This can primarily be explained by the internal situation in India under the previous government led by Manmohan Singh, said Elisha Pulivarti, executive director at the Maryland India Business Roundtable.
“There were a lot of problems in India,” said Pulivarti, mentioning low investor confidence because of the perception of high corruption and bureaucratic red tape.
Based on 2013 data, India ranked 186 out of 189 countries when it came to enforcing contracts, according to the World Bank’s ease of doing business ranking. Only Timor-Leste (East Timor), Myanmar and Angola ranked lower, all countries that have suffered major internal conflicts in the past decade.
However, there is optimism that the issues can be overcome and Modi’s trip can foster better trade relations between India and Maryland.
“Economic ties are No. 1 on the list,” said Milan Vaishnav, an associate at the South Asia Program at the Carnegie Endowment for International Peace, a Washington-based think tank.

• _What the task requires_
Copy out the entire excerpt on trade relations between India and Maryland word for word. The entries that come next are not needed.

(Entries excerpted from a collection)
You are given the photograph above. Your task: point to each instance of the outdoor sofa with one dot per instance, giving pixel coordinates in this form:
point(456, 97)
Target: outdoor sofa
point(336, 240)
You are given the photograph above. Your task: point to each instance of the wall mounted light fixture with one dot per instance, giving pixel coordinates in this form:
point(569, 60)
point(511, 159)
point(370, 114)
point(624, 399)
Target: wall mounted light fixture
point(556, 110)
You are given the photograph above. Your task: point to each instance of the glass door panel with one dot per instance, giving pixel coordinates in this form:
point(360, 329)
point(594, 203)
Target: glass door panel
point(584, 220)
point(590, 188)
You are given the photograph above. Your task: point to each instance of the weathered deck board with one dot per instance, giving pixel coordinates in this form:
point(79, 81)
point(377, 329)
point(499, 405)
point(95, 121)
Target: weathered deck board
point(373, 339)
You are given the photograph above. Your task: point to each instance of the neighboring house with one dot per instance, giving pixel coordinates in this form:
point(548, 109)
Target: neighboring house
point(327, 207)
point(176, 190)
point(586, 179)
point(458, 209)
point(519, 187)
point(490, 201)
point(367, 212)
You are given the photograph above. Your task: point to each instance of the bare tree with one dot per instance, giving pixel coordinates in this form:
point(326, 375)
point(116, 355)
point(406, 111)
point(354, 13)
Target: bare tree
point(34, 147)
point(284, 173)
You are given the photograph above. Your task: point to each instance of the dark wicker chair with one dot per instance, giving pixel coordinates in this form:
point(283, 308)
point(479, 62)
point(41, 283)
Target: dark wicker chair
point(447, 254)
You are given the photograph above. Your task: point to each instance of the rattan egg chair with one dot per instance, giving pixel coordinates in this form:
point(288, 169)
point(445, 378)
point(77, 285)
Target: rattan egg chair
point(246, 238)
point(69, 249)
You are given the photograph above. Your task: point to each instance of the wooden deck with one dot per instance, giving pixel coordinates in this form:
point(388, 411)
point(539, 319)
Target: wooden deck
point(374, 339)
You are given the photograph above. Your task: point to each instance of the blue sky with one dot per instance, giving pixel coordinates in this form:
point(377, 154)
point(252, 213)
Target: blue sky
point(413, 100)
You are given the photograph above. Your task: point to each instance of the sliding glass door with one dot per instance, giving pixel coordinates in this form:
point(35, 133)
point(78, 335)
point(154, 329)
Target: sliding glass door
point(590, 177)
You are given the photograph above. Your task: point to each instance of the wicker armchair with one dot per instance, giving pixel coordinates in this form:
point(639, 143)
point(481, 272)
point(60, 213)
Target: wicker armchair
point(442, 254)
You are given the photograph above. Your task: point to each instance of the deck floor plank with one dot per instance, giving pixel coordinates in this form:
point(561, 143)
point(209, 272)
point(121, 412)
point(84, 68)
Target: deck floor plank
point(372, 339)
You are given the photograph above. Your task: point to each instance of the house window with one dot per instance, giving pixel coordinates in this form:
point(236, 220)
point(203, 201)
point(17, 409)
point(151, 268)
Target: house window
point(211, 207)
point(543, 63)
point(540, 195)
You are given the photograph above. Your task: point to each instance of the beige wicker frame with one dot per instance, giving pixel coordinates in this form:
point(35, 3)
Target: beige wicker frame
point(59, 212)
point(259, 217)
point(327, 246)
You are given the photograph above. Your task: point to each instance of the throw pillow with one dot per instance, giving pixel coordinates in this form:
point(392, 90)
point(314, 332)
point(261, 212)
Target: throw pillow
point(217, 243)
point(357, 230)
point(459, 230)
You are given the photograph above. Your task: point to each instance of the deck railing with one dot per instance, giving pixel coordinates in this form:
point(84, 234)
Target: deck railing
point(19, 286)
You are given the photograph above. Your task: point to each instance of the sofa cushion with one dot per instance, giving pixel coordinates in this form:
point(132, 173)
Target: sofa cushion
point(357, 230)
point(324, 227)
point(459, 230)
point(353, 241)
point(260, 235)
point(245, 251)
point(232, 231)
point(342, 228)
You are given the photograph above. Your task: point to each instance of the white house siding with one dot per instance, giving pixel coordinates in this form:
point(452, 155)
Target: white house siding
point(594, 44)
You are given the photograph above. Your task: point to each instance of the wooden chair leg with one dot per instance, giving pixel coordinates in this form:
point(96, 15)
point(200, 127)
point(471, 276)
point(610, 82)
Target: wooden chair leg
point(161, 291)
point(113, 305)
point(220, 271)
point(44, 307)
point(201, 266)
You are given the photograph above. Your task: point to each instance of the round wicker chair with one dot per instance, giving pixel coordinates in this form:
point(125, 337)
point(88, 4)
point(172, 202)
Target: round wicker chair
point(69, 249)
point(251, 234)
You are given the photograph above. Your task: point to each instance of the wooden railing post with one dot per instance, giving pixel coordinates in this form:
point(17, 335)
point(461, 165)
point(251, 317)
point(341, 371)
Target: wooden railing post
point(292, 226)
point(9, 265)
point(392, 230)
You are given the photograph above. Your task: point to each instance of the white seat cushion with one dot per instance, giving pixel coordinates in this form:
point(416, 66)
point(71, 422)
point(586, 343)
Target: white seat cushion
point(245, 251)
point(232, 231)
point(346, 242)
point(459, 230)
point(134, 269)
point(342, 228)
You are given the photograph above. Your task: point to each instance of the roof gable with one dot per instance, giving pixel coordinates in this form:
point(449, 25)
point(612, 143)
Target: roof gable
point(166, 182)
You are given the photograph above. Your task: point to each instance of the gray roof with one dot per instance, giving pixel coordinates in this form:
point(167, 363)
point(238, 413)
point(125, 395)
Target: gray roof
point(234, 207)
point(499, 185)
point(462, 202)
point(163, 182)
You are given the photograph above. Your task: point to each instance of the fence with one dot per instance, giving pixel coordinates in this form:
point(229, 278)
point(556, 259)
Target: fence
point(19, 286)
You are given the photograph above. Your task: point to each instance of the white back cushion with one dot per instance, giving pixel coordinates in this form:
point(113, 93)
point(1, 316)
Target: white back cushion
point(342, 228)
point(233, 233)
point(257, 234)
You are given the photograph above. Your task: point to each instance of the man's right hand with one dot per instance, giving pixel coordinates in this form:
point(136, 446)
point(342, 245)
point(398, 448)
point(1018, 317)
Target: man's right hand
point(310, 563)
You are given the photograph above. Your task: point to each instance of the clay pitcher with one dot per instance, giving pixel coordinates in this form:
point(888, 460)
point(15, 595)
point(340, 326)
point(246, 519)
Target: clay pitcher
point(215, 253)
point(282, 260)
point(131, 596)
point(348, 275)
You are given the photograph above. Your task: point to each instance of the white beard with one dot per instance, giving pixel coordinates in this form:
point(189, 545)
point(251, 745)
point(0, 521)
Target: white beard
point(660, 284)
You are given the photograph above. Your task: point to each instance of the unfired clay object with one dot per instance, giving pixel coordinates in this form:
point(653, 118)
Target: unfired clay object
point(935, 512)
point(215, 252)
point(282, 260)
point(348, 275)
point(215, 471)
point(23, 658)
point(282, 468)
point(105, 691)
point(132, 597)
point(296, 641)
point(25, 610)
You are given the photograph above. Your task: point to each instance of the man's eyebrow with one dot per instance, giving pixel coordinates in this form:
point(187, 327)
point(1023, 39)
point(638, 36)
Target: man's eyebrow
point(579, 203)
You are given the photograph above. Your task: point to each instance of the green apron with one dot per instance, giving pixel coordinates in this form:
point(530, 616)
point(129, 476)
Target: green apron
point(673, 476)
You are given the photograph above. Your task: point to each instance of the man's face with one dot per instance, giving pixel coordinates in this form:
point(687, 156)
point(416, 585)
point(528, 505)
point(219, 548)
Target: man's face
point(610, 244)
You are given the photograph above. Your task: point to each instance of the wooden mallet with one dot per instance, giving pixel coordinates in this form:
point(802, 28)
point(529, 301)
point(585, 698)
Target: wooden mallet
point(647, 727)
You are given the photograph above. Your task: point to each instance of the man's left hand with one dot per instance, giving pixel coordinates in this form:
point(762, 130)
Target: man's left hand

• _Exercise solution_
This can primarily be explained by the internal situation in India under the previous government led by Manmohan Singh, said Elisha Pulivarti, executive director at the Maryland India Business Roundtable.
“There were a lot of problems in India,” said Pulivarti, mentioning low investor confidence because of the perception of high corruption and bureaucratic red tape.
Based on 2013 data, India ranked 186 out of 189 countries when it came to enforcing contracts, according to the World Bank’s ease of doing business ranking. Only Timor-Leste (East Timor), Myanmar and Angola ranked lower, all countries that have suffered major internal conflicts in the past decade.
However, there is optimism that the issues can be overcome and Modi’s trip can foster better trade relations between India and Maryland.
“Economic ties are No. 1 on the list,” said Milan Vaishnav, an associate at the South Asia Program at the Carnegie Endowment for International Peace, a Washington-based think tank.